■ Texto em estudo:

..............................

A decisão de permitir, por via administrativa, a comercialização de contratos que transferem para os pacientes até 100% nos gastos contraria a lei que regulamentou os planos e seguros de saúde. A legislação foi promulgada para garantir coberturas, e a atual norma concentra-se em definir apenas o que as empresas não pagarão. Regras para a organização de informações sobre as contas individualizadas de cada cliente e emissão das informações sobre o saldo, como e por quem será cobrada a coparticipação, e especialmente as precauções para impedir a desassistência para condições clínicas graves foram negligenciadas. A promessa, “de boca”, de segmentos empresariais de diminuir as prestações em cerca de 20% a 30% para “desonerar” o SUS não justifica revirar a lei de cabeça para baixo. Existem evidências cabais sobre a interdependência entre planos privados e SUS. As filas para a rede pública aumentaram durante a onda de crescimento dos planos. E a recente pesquisa realizada pelo Conselho Federal de Medicina expõe a insatisfação dos entrevistados com a saúde pública (87%) e privada (94%), e sugere a importância do SUS para a maioria (88%).

..............................

■ Enunciado:
Responda com base no texto sobre planos de saúde:
(a) Até quanto dos gastos os contratos liberados pela decisão podem passar para os pacientes?
(b) Em quanto os segmentos empresariais prometeram diminuir as prestações?
(c) Na pesquisa do Conselho Federal de Medicina, qual a porcentagem de entrevistados insatisfeitos com a saúde privada?

..............................

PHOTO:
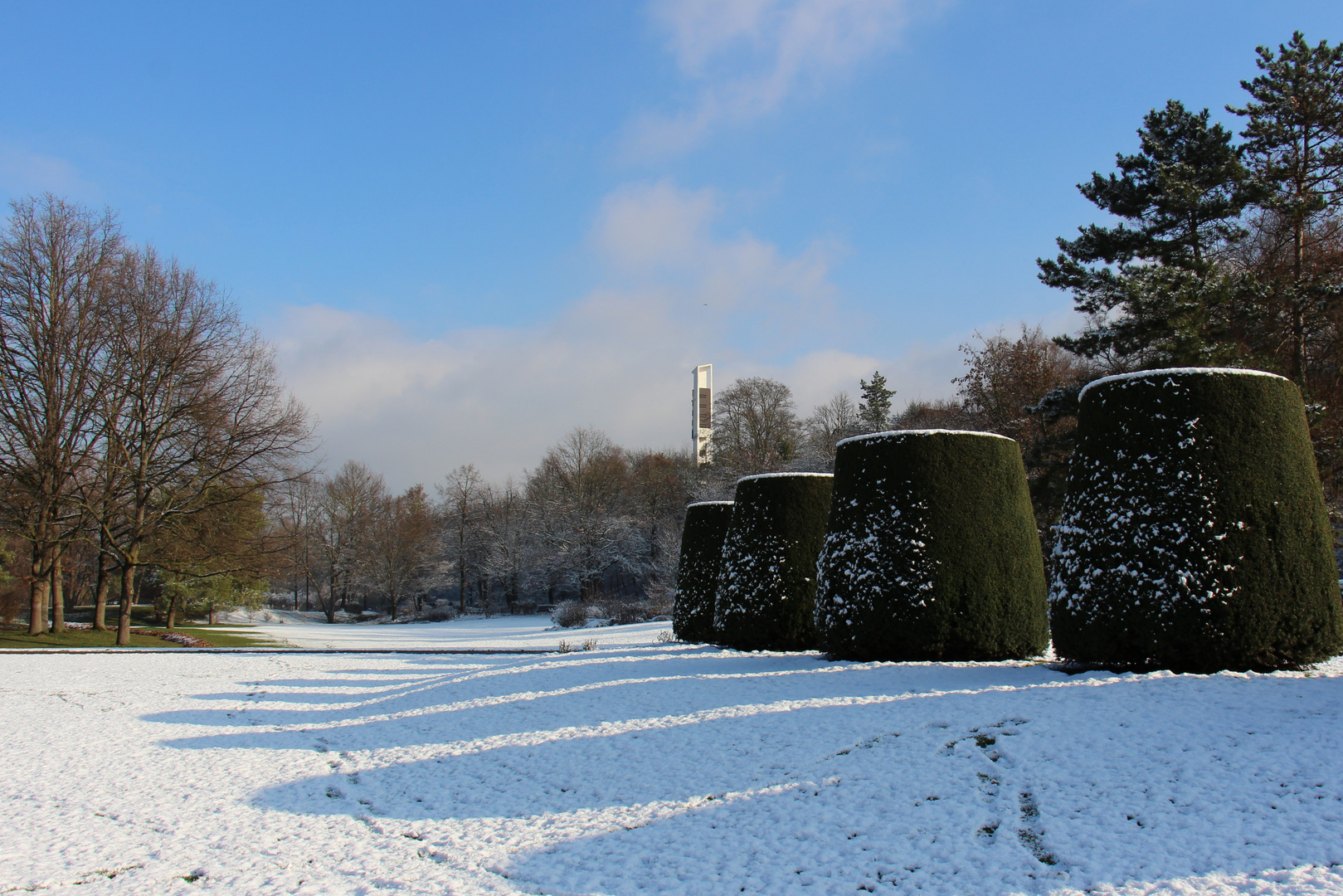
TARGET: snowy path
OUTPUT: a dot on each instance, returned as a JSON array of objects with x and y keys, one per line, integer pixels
[
  {"x": 499, "y": 633},
  {"x": 669, "y": 770}
]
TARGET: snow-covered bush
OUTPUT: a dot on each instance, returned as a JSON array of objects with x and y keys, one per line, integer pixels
[
  {"x": 440, "y": 613},
  {"x": 698, "y": 571},
  {"x": 568, "y": 614},
  {"x": 1195, "y": 533},
  {"x": 931, "y": 551},
  {"x": 767, "y": 581}
]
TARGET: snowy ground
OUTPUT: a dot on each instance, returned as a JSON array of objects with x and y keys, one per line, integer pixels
[
  {"x": 664, "y": 768},
  {"x": 497, "y": 633}
]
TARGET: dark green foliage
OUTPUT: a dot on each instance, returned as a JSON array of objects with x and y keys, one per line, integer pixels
[
  {"x": 767, "y": 583},
  {"x": 874, "y": 407},
  {"x": 1195, "y": 533},
  {"x": 932, "y": 551},
  {"x": 1150, "y": 281},
  {"x": 1293, "y": 144},
  {"x": 698, "y": 571}
]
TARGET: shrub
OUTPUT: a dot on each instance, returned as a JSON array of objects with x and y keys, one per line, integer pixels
[
  {"x": 568, "y": 614},
  {"x": 1195, "y": 533},
  {"x": 931, "y": 551},
  {"x": 620, "y": 613},
  {"x": 698, "y": 571},
  {"x": 442, "y": 613},
  {"x": 767, "y": 581}
]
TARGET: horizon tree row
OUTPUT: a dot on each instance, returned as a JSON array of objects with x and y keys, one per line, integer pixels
[{"x": 140, "y": 418}]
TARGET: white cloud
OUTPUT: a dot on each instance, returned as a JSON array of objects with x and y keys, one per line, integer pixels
[
  {"x": 750, "y": 56},
  {"x": 23, "y": 171},
  {"x": 618, "y": 358}
]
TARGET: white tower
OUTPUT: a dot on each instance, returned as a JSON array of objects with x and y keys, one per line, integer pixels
[{"x": 701, "y": 414}]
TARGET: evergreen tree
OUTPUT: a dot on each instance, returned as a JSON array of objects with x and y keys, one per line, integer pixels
[
  {"x": 1150, "y": 285},
  {"x": 874, "y": 409},
  {"x": 1293, "y": 141}
]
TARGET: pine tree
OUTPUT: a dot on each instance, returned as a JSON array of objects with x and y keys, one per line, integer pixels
[
  {"x": 1293, "y": 140},
  {"x": 1151, "y": 285},
  {"x": 874, "y": 409}
]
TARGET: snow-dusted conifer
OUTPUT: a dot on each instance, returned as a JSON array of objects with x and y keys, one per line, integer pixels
[
  {"x": 698, "y": 571},
  {"x": 767, "y": 582},
  {"x": 1195, "y": 533},
  {"x": 931, "y": 551}
]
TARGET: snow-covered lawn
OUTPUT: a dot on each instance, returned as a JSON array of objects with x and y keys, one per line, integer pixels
[
  {"x": 497, "y": 633},
  {"x": 661, "y": 770}
]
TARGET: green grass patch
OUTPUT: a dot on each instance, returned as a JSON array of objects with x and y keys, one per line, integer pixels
[
  {"x": 17, "y": 638},
  {"x": 21, "y": 640},
  {"x": 226, "y": 638}
]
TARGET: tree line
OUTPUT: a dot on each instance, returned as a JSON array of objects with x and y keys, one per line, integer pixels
[
  {"x": 141, "y": 421},
  {"x": 147, "y": 441}
]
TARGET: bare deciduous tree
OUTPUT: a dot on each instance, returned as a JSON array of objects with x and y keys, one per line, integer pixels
[
  {"x": 56, "y": 261},
  {"x": 755, "y": 426}
]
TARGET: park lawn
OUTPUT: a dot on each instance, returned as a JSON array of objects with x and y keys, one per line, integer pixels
[
  {"x": 17, "y": 638},
  {"x": 229, "y": 637},
  {"x": 21, "y": 640}
]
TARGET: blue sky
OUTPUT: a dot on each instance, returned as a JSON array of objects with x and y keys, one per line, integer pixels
[{"x": 469, "y": 227}]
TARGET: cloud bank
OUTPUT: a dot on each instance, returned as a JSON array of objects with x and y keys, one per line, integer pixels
[{"x": 620, "y": 358}]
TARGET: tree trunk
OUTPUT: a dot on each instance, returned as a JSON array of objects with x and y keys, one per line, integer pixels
[
  {"x": 58, "y": 597},
  {"x": 461, "y": 582},
  {"x": 38, "y": 592},
  {"x": 128, "y": 594},
  {"x": 100, "y": 602}
]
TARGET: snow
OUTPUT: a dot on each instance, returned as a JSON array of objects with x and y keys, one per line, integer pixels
[
  {"x": 665, "y": 768},
  {"x": 1167, "y": 371},
  {"x": 497, "y": 633},
  {"x": 902, "y": 433},
  {"x": 775, "y": 476}
]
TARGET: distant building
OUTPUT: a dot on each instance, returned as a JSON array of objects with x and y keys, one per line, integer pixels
[{"x": 701, "y": 414}]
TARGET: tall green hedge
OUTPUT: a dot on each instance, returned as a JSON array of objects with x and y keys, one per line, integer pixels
[
  {"x": 767, "y": 583},
  {"x": 698, "y": 571},
  {"x": 1195, "y": 533},
  {"x": 932, "y": 551}
]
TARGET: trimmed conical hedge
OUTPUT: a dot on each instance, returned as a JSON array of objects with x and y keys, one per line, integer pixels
[
  {"x": 698, "y": 571},
  {"x": 1195, "y": 533},
  {"x": 767, "y": 583},
  {"x": 932, "y": 551}
]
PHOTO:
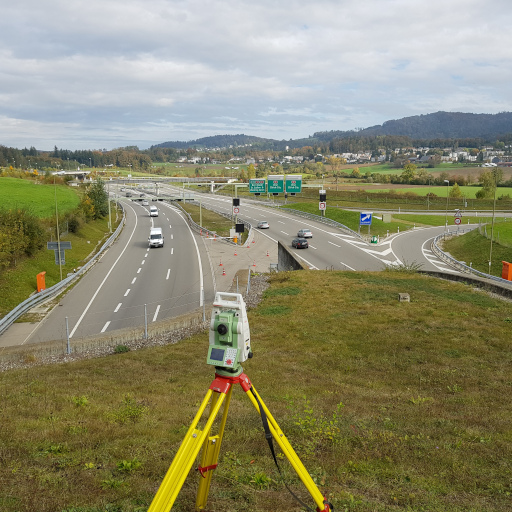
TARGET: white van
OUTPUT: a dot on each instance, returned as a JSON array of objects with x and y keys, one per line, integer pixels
[{"x": 156, "y": 238}]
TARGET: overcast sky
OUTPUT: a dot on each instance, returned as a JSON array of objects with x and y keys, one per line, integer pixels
[{"x": 108, "y": 73}]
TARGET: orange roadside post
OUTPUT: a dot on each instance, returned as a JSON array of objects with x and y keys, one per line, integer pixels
[{"x": 41, "y": 284}]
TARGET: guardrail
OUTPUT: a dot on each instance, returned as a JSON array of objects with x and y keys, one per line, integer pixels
[
  {"x": 324, "y": 220},
  {"x": 459, "y": 265},
  {"x": 44, "y": 295},
  {"x": 199, "y": 229}
]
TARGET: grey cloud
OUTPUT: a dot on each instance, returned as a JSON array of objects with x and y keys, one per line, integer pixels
[{"x": 76, "y": 73}]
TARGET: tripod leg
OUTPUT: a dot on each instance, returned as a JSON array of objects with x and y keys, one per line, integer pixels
[
  {"x": 289, "y": 452},
  {"x": 210, "y": 456},
  {"x": 185, "y": 457}
]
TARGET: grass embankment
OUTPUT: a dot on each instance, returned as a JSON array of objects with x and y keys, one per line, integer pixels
[
  {"x": 18, "y": 283},
  {"x": 390, "y": 405},
  {"x": 38, "y": 198},
  {"x": 475, "y": 249}
]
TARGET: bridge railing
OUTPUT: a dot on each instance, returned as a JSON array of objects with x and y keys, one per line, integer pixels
[
  {"x": 324, "y": 220},
  {"x": 459, "y": 265},
  {"x": 199, "y": 229}
]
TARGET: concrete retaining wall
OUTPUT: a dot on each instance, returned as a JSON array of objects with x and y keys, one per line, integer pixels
[{"x": 286, "y": 259}]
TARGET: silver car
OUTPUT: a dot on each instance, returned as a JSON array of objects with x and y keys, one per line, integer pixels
[{"x": 305, "y": 233}]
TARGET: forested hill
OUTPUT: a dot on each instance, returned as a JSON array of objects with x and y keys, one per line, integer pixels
[
  {"x": 440, "y": 125},
  {"x": 218, "y": 141}
]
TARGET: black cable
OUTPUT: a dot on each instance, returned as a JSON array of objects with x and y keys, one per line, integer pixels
[{"x": 268, "y": 437}]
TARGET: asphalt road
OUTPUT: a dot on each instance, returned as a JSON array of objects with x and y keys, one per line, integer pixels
[
  {"x": 331, "y": 248},
  {"x": 132, "y": 283}
]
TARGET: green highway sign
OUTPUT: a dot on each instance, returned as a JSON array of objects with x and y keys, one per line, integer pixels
[
  {"x": 294, "y": 184},
  {"x": 275, "y": 184},
  {"x": 257, "y": 186}
]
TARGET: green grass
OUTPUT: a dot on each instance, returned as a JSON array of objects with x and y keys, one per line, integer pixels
[
  {"x": 390, "y": 406},
  {"x": 422, "y": 190},
  {"x": 378, "y": 227},
  {"x": 475, "y": 248},
  {"x": 18, "y": 283},
  {"x": 38, "y": 198}
]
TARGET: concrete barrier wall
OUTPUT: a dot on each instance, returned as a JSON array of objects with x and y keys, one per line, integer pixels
[
  {"x": 159, "y": 333},
  {"x": 286, "y": 259}
]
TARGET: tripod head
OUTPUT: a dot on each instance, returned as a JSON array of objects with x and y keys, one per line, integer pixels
[{"x": 230, "y": 339}]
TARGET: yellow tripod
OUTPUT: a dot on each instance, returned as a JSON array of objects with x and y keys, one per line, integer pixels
[{"x": 220, "y": 390}]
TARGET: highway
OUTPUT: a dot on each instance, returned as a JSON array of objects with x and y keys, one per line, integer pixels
[
  {"x": 132, "y": 284},
  {"x": 331, "y": 248}
]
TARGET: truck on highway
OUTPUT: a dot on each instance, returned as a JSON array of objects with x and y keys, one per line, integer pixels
[{"x": 156, "y": 238}]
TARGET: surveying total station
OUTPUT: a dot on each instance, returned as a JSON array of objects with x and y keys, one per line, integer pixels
[{"x": 229, "y": 346}]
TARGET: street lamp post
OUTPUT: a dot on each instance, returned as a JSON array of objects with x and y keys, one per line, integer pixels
[
  {"x": 446, "y": 216},
  {"x": 492, "y": 224}
]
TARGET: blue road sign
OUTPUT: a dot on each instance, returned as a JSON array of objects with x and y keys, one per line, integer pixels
[{"x": 365, "y": 219}]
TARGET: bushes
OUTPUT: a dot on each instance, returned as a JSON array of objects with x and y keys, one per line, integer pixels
[{"x": 21, "y": 234}]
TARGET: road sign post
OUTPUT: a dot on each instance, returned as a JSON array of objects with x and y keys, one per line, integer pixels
[
  {"x": 294, "y": 184},
  {"x": 276, "y": 184},
  {"x": 257, "y": 186},
  {"x": 365, "y": 219}
]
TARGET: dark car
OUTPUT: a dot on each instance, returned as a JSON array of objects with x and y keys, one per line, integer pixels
[{"x": 300, "y": 243}]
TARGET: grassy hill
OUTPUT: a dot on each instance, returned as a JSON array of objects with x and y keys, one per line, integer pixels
[
  {"x": 38, "y": 197},
  {"x": 390, "y": 405}
]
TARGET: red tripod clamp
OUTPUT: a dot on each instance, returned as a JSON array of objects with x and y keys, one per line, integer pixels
[{"x": 206, "y": 469}]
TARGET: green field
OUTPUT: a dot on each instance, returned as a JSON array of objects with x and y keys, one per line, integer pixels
[
  {"x": 18, "y": 283},
  {"x": 422, "y": 191},
  {"x": 38, "y": 198},
  {"x": 390, "y": 405}
]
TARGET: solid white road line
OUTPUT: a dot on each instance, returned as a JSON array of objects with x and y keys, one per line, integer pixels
[{"x": 103, "y": 282}]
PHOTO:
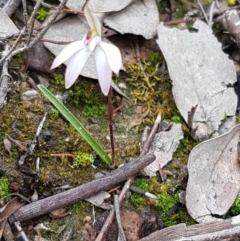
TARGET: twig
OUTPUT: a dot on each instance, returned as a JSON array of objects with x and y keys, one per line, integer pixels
[
  {"x": 148, "y": 142},
  {"x": 11, "y": 6},
  {"x": 110, "y": 124},
  {"x": 30, "y": 150},
  {"x": 121, "y": 234},
  {"x": 22, "y": 147},
  {"x": 84, "y": 191},
  {"x": 129, "y": 181},
  {"x": 20, "y": 230},
  {"x": 13, "y": 52},
  {"x": 139, "y": 60},
  {"x": 34, "y": 142},
  {"x": 5, "y": 78},
  {"x": 203, "y": 11},
  {"x": 111, "y": 214},
  {"x": 220, "y": 230},
  {"x": 25, "y": 16}
]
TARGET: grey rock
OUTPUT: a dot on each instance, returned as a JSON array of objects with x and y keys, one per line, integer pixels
[
  {"x": 7, "y": 26},
  {"x": 38, "y": 58},
  {"x": 107, "y": 5},
  {"x": 139, "y": 18},
  {"x": 201, "y": 74}
]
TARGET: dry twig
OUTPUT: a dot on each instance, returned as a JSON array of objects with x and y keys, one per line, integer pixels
[{"x": 84, "y": 191}]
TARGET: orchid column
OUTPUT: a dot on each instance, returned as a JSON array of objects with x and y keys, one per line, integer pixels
[{"x": 107, "y": 59}]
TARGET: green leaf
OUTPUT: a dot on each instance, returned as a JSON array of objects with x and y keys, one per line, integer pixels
[{"x": 76, "y": 124}]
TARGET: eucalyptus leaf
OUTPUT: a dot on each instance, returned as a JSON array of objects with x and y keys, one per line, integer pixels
[
  {"x": 214, "y": 176},
  {"x": 76, "y": 124}
]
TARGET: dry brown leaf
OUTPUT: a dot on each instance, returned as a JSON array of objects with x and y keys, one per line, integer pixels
[
  {"x": 58, "y": 213},
  {"x": 10, "y": 208}
]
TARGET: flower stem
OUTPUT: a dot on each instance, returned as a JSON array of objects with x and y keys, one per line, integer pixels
[{"x": 110, "y": 123}]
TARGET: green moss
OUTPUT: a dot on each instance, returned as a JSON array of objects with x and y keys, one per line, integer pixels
[
  {"x": 235, "y": 209},
  {"x": 4, "y": 188},
  {"x": 151, "y": 90},
  {"x": 42, "y": 14},
  {"x": 89, "y": 98},
  {"x": 185, "y": 147},
  {"x": 238, "y": 118},
  {"x": 167, "y": 202},
  {"x": 82, "y": 207},
  {"x": 141, "y": 183},
  {"x": 82, "y": 160},
  {"x": 19, "y": 58},
  {"x": 137, "y": 199},
  {"x": 53, "y": 113},
  {"x": 58, "y": 82}
]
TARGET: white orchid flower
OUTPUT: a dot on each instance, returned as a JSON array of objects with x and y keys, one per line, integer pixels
[{"x": 107, "y": 56}]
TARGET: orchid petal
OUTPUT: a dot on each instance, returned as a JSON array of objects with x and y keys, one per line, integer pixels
[
  {"x": 93, "y": 21},
  {"x": 75, "y": 66},
  {"x": 93, "y": 43},
  {"x": 113, "y": 55},
  {"x": 67, "y": 52},
  {"x": 104, "y": 71},
  {"x": 77, "y": 62}
]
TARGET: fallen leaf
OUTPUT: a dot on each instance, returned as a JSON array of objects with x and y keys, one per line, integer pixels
[
  {"x": 201, "y": 75},
  {"x": 163, "y": 146},
  {"x": 214, "y": 176},
  {"x": 58, "y": 213},
  {"x": 98, "y": 199},
  {"x": 10, "y": 208}
]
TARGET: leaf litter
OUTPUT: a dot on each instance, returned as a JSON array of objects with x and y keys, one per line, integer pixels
[{"x": 203, "y": 78}]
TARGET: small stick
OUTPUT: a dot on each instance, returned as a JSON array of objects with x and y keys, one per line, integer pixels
[
  {"x": 111, "y": 214},
  {"x": 148, "y": 142},
  {"x": 20, "y": 230},
  {"x": 203, "y": 11},
  {"x": 84, "y": 191},
  {"x": 121, "y": 234},
  {"x": 110, "y": 123},
  {"x": 130, "y": 180}
]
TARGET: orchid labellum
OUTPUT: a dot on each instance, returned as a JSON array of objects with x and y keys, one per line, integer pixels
[{"x": 107, "y": 56}]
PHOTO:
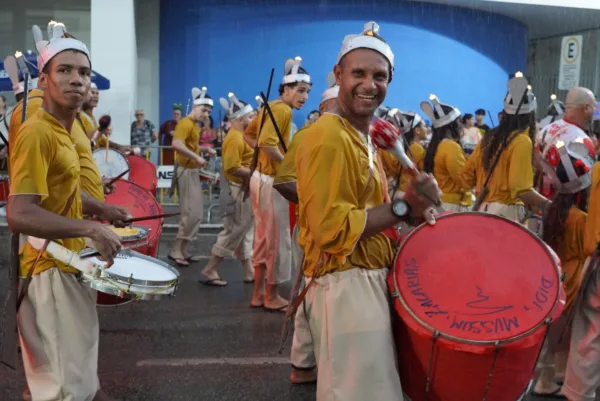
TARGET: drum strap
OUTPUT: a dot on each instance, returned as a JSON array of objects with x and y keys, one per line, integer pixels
[
  {"x": 481, "y": 196},
  {"x": 27, "y": 280}
]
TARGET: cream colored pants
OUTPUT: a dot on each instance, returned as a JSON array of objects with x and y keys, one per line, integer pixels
[
  {"x": 238, "y": 229},
  {"x": 350, "y": 320},
  {"x": 191, "y": 202},
  {"x": 583, "y": 367},
  {"x": 58, "y": 327},
  {"x": 303, "y": 349},
  {"x": 272, "y": 238}
]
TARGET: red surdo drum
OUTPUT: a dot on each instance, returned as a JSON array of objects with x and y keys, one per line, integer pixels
[
  {"x": 140, "y": 203},
  {"x": 474, "y": 295},
  {"x": 142, "y": 172}
]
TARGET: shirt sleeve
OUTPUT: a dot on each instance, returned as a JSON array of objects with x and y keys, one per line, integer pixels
[
  {"x": 268, "y": 136},
  {"x": 32, "y": 161},
  {"x": 520, "y": 173},
  {"x": 592, "y": 225},
  {"x": 327, "y": 187}
]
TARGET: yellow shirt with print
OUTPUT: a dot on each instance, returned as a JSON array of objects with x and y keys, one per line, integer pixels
[
  {"x": 449, "y": 162},
  {"x": 91, "y": 180},
  {"x": 268, "y": 137},
  {"x": 417, "y": 152},
  {"x": 513, "y": 174},
  {"x": 46, "y": 164},
  {"x": 188, "y": 132},
  {"x": 236, "y": 154},
  {"x": 336, "y": 187}
]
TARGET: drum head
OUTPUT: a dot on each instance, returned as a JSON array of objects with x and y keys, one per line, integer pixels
[
  {"x": 113, "y": 165},
  {"x": 477, "y": 277},
  {"x": 139, "y": 202},
  {"x": 142, "y": 172}
]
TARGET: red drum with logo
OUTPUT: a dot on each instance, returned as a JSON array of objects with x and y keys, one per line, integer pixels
[
  {"x": 474, "y": 295},
  {"x": 139, "y": 202},
  {"x": 142, "y": 172}
]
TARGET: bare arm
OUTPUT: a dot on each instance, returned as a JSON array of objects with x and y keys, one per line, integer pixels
[
  {"x": 288, "y": 191},
  {"x": 27, "y": 217},
  {"x": 273, "y": 152}
]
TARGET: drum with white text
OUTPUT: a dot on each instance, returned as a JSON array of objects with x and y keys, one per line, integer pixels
[{"x": 474, "y": 295}]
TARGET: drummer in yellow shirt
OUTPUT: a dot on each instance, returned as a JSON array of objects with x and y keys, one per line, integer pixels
[
  {"x": 510, "y": 187},
  {"x": 342, "y": 213},
  {"x": 445, "y": 158},
  {"x": 303, "y": 353},
  {"x": 238, "y": 223},
  {"x": 187, "y": 173},
  {"x": 272, "y": 253},
  {"x": 60, "y": 362}
]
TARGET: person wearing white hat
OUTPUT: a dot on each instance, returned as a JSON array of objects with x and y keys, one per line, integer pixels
[
  {"x": 445, "y": 158},
  {"x": 272, "y": 252},
  {"x": 510, "y": 184},
  {"x": 343, "y": 211},
  {"x": 238, "y": 224},
  {"x": 303, "y": 353},
  {"x": 46, "y": 202},
  {"x": 187, "y": 175}
]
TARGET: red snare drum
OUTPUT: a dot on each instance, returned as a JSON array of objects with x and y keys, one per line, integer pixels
[
  {"x": 139, "y": 202},
  {"x": 474, "y": 295},
  {"x": 142, "y": 172}
]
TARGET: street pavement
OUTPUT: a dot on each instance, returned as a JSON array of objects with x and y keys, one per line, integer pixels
[{"x": 206, "y": 343}]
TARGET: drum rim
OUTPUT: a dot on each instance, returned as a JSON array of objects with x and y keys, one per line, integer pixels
[
  {"x": 126, "y": 176},
  {"x": 398, "y": 295}
]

..............................

■ Resposta:
(a) Até 100% dos gastos.
(b) Em cerca de 20% a 30%.
(c) 94%.